## BEGIN RECORDS FOR THIS EXERCISE

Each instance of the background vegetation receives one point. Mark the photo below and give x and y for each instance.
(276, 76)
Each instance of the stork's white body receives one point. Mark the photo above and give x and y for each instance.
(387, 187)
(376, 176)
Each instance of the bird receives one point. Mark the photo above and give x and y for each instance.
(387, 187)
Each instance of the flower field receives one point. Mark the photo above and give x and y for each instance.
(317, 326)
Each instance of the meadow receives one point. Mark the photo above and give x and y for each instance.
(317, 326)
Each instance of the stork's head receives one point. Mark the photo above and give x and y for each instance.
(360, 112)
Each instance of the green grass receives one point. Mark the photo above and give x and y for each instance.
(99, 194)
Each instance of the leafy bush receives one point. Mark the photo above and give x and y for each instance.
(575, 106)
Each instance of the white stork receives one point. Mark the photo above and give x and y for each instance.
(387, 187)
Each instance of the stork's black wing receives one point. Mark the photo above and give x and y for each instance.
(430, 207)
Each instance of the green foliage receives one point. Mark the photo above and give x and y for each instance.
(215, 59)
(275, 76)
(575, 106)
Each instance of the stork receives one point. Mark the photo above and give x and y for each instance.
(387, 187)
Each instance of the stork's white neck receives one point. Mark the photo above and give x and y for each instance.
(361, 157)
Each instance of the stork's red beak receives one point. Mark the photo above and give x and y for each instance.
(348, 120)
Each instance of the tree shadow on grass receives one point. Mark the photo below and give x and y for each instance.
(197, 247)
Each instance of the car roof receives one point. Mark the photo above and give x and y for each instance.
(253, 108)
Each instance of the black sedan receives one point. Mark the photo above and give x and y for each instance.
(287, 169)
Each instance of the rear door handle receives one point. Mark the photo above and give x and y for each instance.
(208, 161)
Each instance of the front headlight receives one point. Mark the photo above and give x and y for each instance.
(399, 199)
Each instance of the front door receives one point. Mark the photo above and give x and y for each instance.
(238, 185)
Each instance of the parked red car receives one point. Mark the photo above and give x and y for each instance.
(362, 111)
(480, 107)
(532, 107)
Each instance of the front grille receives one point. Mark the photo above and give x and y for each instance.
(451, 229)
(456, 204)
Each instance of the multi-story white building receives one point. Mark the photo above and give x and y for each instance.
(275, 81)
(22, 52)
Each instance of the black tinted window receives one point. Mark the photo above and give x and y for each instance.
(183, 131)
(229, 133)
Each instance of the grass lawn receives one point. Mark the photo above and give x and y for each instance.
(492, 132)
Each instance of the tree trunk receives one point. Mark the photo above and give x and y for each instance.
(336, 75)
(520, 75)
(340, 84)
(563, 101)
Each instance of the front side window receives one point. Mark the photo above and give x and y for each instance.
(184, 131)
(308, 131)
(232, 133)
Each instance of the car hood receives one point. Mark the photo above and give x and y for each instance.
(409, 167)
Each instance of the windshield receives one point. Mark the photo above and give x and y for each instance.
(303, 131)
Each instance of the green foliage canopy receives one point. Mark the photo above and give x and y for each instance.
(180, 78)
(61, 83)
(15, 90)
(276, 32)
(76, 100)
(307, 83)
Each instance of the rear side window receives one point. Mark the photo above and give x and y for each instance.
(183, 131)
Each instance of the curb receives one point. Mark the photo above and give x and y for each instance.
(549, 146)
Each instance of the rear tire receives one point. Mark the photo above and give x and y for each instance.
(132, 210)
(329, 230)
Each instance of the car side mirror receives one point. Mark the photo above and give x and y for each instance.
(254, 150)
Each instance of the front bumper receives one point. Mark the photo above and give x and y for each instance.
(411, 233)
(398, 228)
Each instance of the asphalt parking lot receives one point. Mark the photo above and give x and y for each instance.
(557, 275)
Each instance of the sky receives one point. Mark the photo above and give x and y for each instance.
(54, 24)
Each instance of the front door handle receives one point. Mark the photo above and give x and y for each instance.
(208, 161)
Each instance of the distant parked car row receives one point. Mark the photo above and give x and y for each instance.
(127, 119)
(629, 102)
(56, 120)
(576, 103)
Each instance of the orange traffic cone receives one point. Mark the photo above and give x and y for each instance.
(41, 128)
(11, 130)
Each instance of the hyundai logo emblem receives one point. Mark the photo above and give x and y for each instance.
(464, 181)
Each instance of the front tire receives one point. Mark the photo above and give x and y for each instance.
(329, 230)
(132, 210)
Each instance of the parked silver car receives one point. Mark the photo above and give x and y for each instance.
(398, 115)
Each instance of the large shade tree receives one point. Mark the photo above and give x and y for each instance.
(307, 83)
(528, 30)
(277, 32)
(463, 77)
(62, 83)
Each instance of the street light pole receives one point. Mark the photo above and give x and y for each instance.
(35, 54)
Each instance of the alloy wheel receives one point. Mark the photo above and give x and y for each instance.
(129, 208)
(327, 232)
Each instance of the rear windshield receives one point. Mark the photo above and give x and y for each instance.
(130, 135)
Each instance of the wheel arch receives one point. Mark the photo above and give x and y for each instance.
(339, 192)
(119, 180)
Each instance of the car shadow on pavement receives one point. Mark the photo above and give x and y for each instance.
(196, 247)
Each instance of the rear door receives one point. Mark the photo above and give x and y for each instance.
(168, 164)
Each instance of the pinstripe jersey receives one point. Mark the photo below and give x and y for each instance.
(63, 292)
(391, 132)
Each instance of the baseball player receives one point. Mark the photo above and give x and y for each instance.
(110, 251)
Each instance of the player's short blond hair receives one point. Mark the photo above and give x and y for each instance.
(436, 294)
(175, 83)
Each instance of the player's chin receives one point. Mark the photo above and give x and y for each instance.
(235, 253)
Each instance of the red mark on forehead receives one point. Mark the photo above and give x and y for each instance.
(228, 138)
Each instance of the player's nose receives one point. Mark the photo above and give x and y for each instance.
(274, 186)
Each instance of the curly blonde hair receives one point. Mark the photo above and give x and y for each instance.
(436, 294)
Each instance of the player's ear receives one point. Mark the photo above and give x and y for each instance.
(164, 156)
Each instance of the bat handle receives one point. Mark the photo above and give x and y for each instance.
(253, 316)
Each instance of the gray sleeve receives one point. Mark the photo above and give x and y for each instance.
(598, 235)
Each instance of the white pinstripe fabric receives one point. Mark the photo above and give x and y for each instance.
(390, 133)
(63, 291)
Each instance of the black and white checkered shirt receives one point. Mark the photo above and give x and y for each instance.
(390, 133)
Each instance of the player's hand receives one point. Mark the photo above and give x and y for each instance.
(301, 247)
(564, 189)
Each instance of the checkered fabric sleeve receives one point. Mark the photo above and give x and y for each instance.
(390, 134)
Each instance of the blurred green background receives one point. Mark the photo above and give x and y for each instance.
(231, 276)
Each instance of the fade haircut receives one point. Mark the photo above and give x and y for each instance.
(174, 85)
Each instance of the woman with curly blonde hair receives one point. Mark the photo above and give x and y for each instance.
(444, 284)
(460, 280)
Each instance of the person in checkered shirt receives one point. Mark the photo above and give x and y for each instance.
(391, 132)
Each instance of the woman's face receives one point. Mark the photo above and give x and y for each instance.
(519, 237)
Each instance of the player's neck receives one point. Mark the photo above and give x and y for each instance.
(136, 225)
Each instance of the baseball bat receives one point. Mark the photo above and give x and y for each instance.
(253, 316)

## END RECORDS FOR THIS EXERCISE

WHAT YOU SHOULD DO - Transcribe the records above exactly as they appear.

SOLUTION TO THE EXERCISE -
Each instance of the background vegetation receives one point. Mark the photo below and give x and y for each instance.
(276, 76)
Each instance of the stork's white body receives one point. Mark the photo above and give x and y for each instance.
(387, 187)
(376, 176)
Each instance of the bird receives one point. Mark the photo above and give x and y for each instance.
(387, 187)
Each instance of the flower field receives one point. Mark the photo above and give x and y for each instance.
(317, 326)
Each instance of the meadow receives one point. Mark the photo above and give x and y for each instance.
(317, 326)
Each instance of the stork's head receives one point. Mark the photo above and give x and y for each instance.
(360, 112)
Each instance of the green grass receives one point. Mark the photo above and give x and y for each instance.
(99, 194)
Each instance of the leafy bush receives one point. Mark the photo above and give x and y for each instance.
(575, 106)
Each instance of the white stork receives one point. Mark the photo above and give x and y for each instance.
(387, 187)
Each instance of the stork's black wing receives one point. Mark the photo above and give x and y for each instance.
(430, 207)
Each instance of the green foliage receives one point. Mark the photo above and give x and y for each instance.
(215, 59)
(275, 76)
(575, 106)
Each instance of the stork receives one point. Mark the photo above and give x and y for each instance.
(387, 187)
Each instance of the stork's white neck receives one point. Mark the photo above and give x and y for each instance.
(361, 157)
Each instance of the stork's red beak receives one point. Mark the photo above and give x and y for each instance.
(348, 120)
Each instance of the tree shadow on grass receives one point. Mark the photo below and give x and y for each instance.
(197, 247)
Each instance of the car roof receives one point. Mark the photo above and give x and y for each instance.
(253, 108)
Each instance of the black sedan receives one point. Mark the photo above and give x and y for each instance.
(287, 169)
Each instance of the rear door handle receives one point. Mark the photo above and give x and y for each instance.
(208, 161)
Each instance of the front headlight receives one point. Mark the photo above and give x and y for each instance.
(399, 199)
Each instance of the front door receives one point. Mark the photo above and give x and y for each instance.
(238, 185)
Each instance of the parked red car receives one point. Mark the photo above and give x and y for each instance.
(362, 111)
(480, 107)
(532, 107)
Each instance of the front grille receives one point. Mark the photo above and give x and y for each instance.
(451, 229)
(456, 204)
Each instance of the multi-story white building receives one point. Mark the photo above and give x and y for each instance.
(275, 81)
(22, 52)
Each instance of the black tinted window receives one point. Mark the photo above and give x and y for each instance.
(183, 131)
(229, 133)
Each instance of the grass lawn receives one point. Mark the photo above and give x and y for each instance.
(492, 132)
Each instance of the tree trunk receives one point. Mark the photo above and give x and y for each instance.
(336, 75)
(520, 75)
(340, 84)
(563, 101)
Each instance of the front side window receives one point. Mark the photo above and give x and y for each instance.
(184, 131)
(308, 131)
(232, 133)
Each instance of the car hood receives one point. Mark the photo above and give x and y for each instance.
(409, 167)
Each instance of the windshield receives one point. Mark the photo above and give x and y for each instance.
(303, 131)
Each instance of the green foliage canopy receives one point. Mark the photo above and give x and y for each instance.
(180, 78)
(61, 83)
(15, 90)
(276, 32)
(76, 100)
(307, 83)
Each instance of the rear side window receives one point. Mark the photo above and give x and y for each instance.
(183, 131)
Each instance of the curb receives one point. Mark the photo above and give x and y for each instance.
(549, 146)
Each instance of the rear tire receives one point. Mark the photo above and give x and y for each instance.
(132, 210)
(329, 230)
Each instance of the car side mirror receives one point. Mark the photo above and give x and y for each instance.
(254, 150)
Each instance of the front bumper receives one point. Mark the photo above and give x and y for each instance.
(411, 233)
(398, 228)
Each instance of the asphalt parking lot receives one point. Mark the photo above and give x and y for each instance.
(557, 275)
Each instance of the sky receives one point. Mark the photo above and give x and y for each instance.
(54, 24)
Each instance of the front door handle receives one point. Mark the photo above and give x and y for each instance.
(208, 161)
Each instance of the distant parked car row receives one point. Mark the photo above and give x and y for each instance.
(127, 119)
(629, 102)
(56, 120)
(576, 103)
Each instance of the orange traffic cone receives one point. Mark the photo above and give x and y for each instance.
(41, 128)
(11, 130)
Each instance of the hyundai logo emblem receives one point. Mark the photo above and give x and y for each instance.
(464, 181)
Each instance of the front tire receives one point. Mark the photo above and give x and y for each instance.
(329, 230)
(132, 210)
Each instance of the parked silver car receives one point. Mark the photo above and give x and y for each instance.
(398, 115)
Each instance of the large shade tree receives one point. Mark the photo above and give x and y for each instance.
(307, 83)
(528, 30)
(277, 32)
(463, 77)
(62, 83)
Each instance of the street light pole receives one point. Mark the photo above and give x and y for each instance.
(35, 54)
Each instance of the alloy wheel receives one point. Mark the photo above and give x and y for each instance.
(129, 208)
(327, 232)
Each instance of the rear windshield receives one point. Mark the photo above and give x and y for each instance.
(130, 135)
Each instance of the wheel arch receives one point. Mark the photo above and give x and y for each instance.
(339, 192)
(119, 180)
Each instance of the car shadow on pavement receives one point. Mark the photo above and give x and y for each instance.
(196, 247)
Each instance of the rear door receives one point. Mark the photo above and give x and y for each instance.
(168, 164)
Each instance of the pinstripe jersey receives one point. Mark the photo below and give x and y for each instance.
(63, 292)
(391, 132)
Each instance of the baseball player receives one point. Mark the photo above and give x and y for each instance.
(110, 251)
Each instance of the player's short blond hair receives one point. Mark the photo above and give x and y for each instance.
(436, 294)
(175, 83)
Each instance of the player's chin receives one point. Mark the photo above and give x and y for each instance.
(235, 253)
Each instance of the red mark on forehead receives one point. Mark the photo above and give x and y for each instance.
(228, 138)
Each instance of the player's nose receives one point. Mark the photo above and give x and y for each instance.
(274, 186)
Each instance of the curly blonde hair receives one point. Mark the photo above and give x and y for each instance.
(436, 294)
Each instance of the player's ear receives one point. Mark the photo above and give x and y for each instance.
(164, 156)
Each instance of the bat handle receives one point. Mark the photo above and give x and y for each instance.
(253, 316)
Each instance of the gray sleeve receives one point. Mark the photo above and give x and y for each instance.
(598, 235)
Each instance of the white pinstripe fabric receives one point. Mark the photo above and give x and y for each instance.
(390, 133)
(63, 291)
Each instance of the black and white checkered shirt receives one point. Mark the photo above and give x and y for each instance.
(390, 133)
Each instance of the player's hand receives one point. Mark the photo above and give x and y for each instance.
(301, 247)
(564, 189)
Each instance of the checkered fabric sleeve receives one point. Mark the photo above and give x and y for each instance.
(390, 134)
Each instance of the blurred green background receives one point. Mark the photo above and give x and y for each instance.
(231, 276)
Each instance of the fade haircut receives one point. Mark the photo above and give x and y for each instance.
(174, 85)
Each instance of the woman with curly blonde hair receives one point. Mark the photo above and give x and y for each instance.
(444, 284)
(460, 280)
Each instance of the person in checkered shirt receives one point. Mark the photo above and give x and y for each instance.
(391, 132)
Each instance of the woman's face receives one point. Mark the photo above and give x and y for each instance.
(519, 237)
Each instance of the player's neck receives one point. Mark the photo above and give x and y for each instance.
(136, 225)
Each instance of the baseball bat receives one point. Mark the photo above and give x and y for each instance.
(253, 316)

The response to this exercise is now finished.